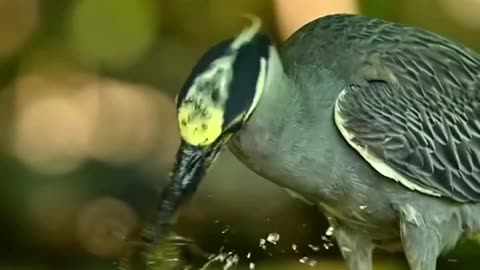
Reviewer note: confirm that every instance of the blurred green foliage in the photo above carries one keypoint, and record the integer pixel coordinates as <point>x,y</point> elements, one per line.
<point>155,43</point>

==

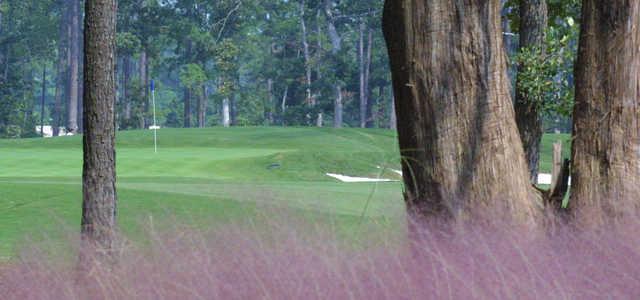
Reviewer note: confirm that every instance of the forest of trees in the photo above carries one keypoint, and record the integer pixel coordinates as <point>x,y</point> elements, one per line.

--

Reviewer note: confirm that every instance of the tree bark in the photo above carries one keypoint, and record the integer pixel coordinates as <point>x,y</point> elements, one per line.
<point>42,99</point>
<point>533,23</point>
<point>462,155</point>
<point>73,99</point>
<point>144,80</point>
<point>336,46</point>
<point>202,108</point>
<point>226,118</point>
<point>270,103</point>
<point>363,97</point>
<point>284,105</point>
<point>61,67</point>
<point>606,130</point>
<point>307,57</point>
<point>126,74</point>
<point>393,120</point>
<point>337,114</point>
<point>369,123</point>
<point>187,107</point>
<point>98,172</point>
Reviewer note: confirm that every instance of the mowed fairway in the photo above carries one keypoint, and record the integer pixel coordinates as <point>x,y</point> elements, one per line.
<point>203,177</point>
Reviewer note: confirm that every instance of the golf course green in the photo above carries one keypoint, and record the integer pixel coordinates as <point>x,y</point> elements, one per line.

» What is required
In the listing above, locate the line containing "Reviewer note: confirm that every instance of the mowed" and the line containing "Reviewer note: confirm that every instance of the golf". Transcribe those two lines and everything between them, exactly as written.

» Response area
Reviewer note: confirm that every instance of the mowed fairway in the photo above carries one keypoint, and record the integer pixel coordinates as <point>x,y</point> elements, one per line.
<point>203,177</point>
Reviewer note: confirm that every instance of the golf course green in the photo above carries one keypoint, and record the integer pixel coordinates as <point>x,y</point> elements, one per line.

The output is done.